---- DATASET EXTRACT

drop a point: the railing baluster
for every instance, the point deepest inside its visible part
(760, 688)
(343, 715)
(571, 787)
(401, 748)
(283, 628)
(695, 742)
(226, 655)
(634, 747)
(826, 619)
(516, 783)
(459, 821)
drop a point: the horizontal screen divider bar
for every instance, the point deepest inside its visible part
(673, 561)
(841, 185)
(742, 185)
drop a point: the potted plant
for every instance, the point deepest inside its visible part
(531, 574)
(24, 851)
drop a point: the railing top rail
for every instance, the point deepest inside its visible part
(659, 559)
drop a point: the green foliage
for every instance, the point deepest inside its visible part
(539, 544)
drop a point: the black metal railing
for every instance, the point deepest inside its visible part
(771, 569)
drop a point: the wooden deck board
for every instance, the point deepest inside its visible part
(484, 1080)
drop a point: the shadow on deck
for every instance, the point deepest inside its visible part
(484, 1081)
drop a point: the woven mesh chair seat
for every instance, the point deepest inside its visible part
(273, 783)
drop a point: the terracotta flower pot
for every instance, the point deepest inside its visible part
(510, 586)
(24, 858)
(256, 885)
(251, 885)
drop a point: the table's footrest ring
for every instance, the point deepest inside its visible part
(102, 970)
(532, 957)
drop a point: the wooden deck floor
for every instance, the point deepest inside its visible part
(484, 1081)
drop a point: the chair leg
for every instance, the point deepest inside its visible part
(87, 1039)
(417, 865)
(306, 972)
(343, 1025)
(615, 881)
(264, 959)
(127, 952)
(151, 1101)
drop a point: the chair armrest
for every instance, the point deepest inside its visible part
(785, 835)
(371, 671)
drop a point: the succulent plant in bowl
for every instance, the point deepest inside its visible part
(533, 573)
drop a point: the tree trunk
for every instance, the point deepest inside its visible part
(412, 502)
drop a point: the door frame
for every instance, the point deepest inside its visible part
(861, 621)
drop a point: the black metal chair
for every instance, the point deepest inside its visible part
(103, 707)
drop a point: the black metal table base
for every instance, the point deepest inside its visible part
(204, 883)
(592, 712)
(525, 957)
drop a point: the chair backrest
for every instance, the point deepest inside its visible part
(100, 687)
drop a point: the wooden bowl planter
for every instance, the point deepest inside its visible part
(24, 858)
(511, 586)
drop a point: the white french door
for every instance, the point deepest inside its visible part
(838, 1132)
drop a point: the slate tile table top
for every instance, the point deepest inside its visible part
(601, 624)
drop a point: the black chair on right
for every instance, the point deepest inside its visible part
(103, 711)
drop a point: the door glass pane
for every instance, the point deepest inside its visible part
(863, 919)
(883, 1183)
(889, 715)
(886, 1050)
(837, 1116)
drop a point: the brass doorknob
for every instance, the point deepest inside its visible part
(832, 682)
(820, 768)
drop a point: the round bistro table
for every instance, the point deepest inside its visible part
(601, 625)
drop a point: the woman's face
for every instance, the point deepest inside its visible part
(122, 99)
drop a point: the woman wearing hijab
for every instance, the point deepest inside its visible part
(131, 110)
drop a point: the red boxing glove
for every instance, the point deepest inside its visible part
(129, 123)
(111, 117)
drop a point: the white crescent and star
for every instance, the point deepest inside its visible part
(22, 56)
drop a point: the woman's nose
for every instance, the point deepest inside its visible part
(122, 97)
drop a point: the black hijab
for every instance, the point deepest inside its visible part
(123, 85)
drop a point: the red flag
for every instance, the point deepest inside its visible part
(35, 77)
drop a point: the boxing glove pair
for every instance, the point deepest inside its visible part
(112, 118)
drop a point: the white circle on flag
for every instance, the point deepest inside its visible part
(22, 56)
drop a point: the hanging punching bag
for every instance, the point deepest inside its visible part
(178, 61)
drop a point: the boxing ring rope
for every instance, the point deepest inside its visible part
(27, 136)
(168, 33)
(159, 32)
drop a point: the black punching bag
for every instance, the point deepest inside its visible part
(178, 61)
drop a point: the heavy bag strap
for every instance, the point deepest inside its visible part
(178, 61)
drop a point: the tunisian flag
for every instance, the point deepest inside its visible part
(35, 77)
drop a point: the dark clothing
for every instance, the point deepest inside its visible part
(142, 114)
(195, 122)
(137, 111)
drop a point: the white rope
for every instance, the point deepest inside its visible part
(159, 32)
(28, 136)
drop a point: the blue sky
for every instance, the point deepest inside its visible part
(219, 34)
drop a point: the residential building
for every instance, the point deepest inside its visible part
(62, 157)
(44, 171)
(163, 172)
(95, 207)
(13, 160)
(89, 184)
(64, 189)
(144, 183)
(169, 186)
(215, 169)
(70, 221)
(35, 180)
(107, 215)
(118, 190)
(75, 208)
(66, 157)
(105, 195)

--------

[THE TASK] You are asked to transcribe the complete data exactly.

[EXERCISE RESPONSE]
drop a point: the railing baluster
for every instance, the point deepest inside its visible part
(760, 688)
(343, 715)
(571, 787)
(401, 748)
(283, 628)
(695, 742)
(226, 655)
(634, 747)
(826, 619)
(516, 783)
(459, 821)
drop a point: the horizontal screen divider bar
for every instance, the point deepest inside its visible part
(673, 561)
(841, 185)
(742, 185)
drop a point: the potted plant
for every instance, the point deepest inside its visible part
(531, 574)
(24, 851)
drop a point: the railing top rail
for every instance, the point deepest inside its visible part
(659, 559)
drop a point: the green foliage
for every instance, the point deepest inside its visible part
(539, 544)
drop a point: the black metal railing
for every instance, the point deepest inside its visible part
(771, 569)
drop a point: the wooden deck board
for every instance, the point deepest inside its visible part
(484, 1080)
drop a point: the shadow on deck
for every instance, the point deepest inside its visible part
(484, 1081)
drop a point: the woven mesh chair seat
for every instance, the point deepest inside its visible part
(273, 783)
drop a point: the terracotta flower pot
for every instance, the point deepest inside its visible part
(510, 586)
(24, 858)
(256, 885)
(251, 885)
drop a point: the table's footrest ring
for every instance, the point deepest inside its visible part
(102, 970)
(532, 957)
drop a point: the wooden deck floor
for every instance, the point deepest inside its visible part
(484, 1081)
drop a point: the chair leg
for every instance, the point deepest inside its visible part
(87, 1039)
(417, 865)
(306, 972)
(343, 1025)
(615, 881)
(264, 959)
(127, 952)
(151, 1101)
drop a point: the chair armrest
for every instance, the point deepest inside its visible part
(785, 835)
(371, 671)
drop a point: the succulent plant in bowl
for every instance, the point deepest inside its visible part
(533, 573)
drop a point: the tree trunk
for every instance, the point deepest inside its visible part
(412, 502)
drop a point: the door frame
for every instance, the point deepest inside its visible part
(861, 621)
drop a point: the black metal chair
for every instance, the point deepest inside its visible part
(103, 707)
drop a point: the black metal table base
for every instance, the point deepest inside its visible part
(204, 883)
(592, 712)
(525, 957)
drop a point: the chair backrest
for every instance, the point deepest inside its visible part
(100, 687)
drop a point: the wooden bowl planter
for every instance, the point deepest inside its visible part
(24, 858)
(511, 586)
drop a point: the white french door
for every instance, the point deepest inside its visible part
(838, 1132)
drop a point: the slate tile table top
for every instance, the point deepest inside its visible part
(601, 624)
drop a point: the black chair on right
for every instance, the point deepest inside its visible part
(103, 711)
drop a point: the door glass pane
for every instance, the point deepest inside its visible part
(863, 919)
(883, 1183)
(889, 715)
(886, 1050)
(837, 1116)
drop a point: the brass doorknob
for every instance, the point deepest inside its visible part
(832, 682)
(820, 768)
drop a point: the round bistro table
for every instance, the point deepest inside its visible part
(601, 625)
drop a point: the woman's face
for every instance, the point deepest inside its visible part
(122, 99)
drop a point: the woman wearing hijab
for every instance, the point deepest inside its visible part
(131, 110)
drop a point: the red boxing glove
for every instance, the point deepest inside its visible part
(129, 123)
(111, 117)
drop a point: the white crescent and star
for every instance, the point deepest inside its visible part
(22, 56)
drop a point: the woman's nose
for every instance, the point deepest inside its visible part
(122, 97)
drop a point: the black hijab
for every instance, the point deepest inside its visible part
(123, 85)
drop a point: the red flag
for every instance, the point deepest inside its visible part
(35, 77)
drop a point: the boxing glove pair
for every instance, the point deepest inside its visible part
(112, 118)
drop a point: the white circle on flag
for every instance, the point deepest inside its visible part
(22, 56)
drop a point: the hanging punching bag
for every instance, the point deepest inside its visible part
(178, 61)
drop a point: the boxing ring rope
for every instance, the point deepest inside its visible part
(27, 136)
(168, 33)
(159, 32)
drop a point: the black punching bag
for every instance, the point deepest inside its visible part
(178, 61)
drop a point: the heavy bag strap
for every instance, the point deepest inside its visible part
(178, 61)
drop a point: the tunisian flag
for every instance, the point deepest inside its visible part
(35, 77)
drop a point: the dark clothing
for every instance, the point deepest inside its visible part
(142, 114)
(195, 122)
(137, 111)
drop a point: the white rope
for every instance, the point deepest inside its visible part
(159, 32)
(28, 136)
drop a point: the blue sky
for every instance, the point deepest inside its visible part
(219, 34)
drop a point: the residential building
for every instance, the point deepest inside its visible part
(62, 157)
(44, 171)
(163, 172)
(95, 207)
(13, 160)
(89, 184)
(64, 189)
(144, 183)
(169, 186)
(215, 169)
(70, 221)
(35, 180)
(107, 215)
(118, 190)
(75, 208)
(66, 157)
(105, 195)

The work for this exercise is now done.